== Segment start ==

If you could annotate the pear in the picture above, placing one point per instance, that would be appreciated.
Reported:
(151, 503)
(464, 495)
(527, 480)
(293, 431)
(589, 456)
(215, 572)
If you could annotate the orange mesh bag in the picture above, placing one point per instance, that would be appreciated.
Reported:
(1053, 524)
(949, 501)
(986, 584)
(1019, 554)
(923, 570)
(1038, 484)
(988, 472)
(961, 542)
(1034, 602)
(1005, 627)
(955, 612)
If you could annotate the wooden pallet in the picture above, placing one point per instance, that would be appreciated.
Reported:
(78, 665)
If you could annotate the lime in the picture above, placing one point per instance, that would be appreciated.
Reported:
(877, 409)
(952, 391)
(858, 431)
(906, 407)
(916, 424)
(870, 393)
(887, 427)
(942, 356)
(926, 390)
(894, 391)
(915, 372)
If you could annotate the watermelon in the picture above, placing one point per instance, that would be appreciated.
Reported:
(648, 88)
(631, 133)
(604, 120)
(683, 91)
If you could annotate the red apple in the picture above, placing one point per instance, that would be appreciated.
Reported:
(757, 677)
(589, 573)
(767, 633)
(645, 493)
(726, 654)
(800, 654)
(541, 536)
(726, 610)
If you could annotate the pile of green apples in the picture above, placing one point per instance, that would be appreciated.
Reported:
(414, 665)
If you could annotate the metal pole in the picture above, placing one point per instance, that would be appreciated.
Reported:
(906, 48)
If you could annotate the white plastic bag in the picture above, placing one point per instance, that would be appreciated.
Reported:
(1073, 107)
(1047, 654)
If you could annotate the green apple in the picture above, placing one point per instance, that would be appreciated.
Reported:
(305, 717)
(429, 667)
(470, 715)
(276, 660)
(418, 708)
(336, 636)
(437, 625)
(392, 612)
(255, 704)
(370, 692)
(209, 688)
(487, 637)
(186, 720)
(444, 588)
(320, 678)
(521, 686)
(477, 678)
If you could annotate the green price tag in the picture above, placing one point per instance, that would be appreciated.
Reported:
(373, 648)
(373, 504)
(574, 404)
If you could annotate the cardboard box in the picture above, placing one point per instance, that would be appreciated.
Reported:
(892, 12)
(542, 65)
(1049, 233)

== Segment end ==

WHAT TO DO: Check each line of the listing above for the word "green". Then state how many lines have it, and nothing further.

WRITTEN SOLUTION: 3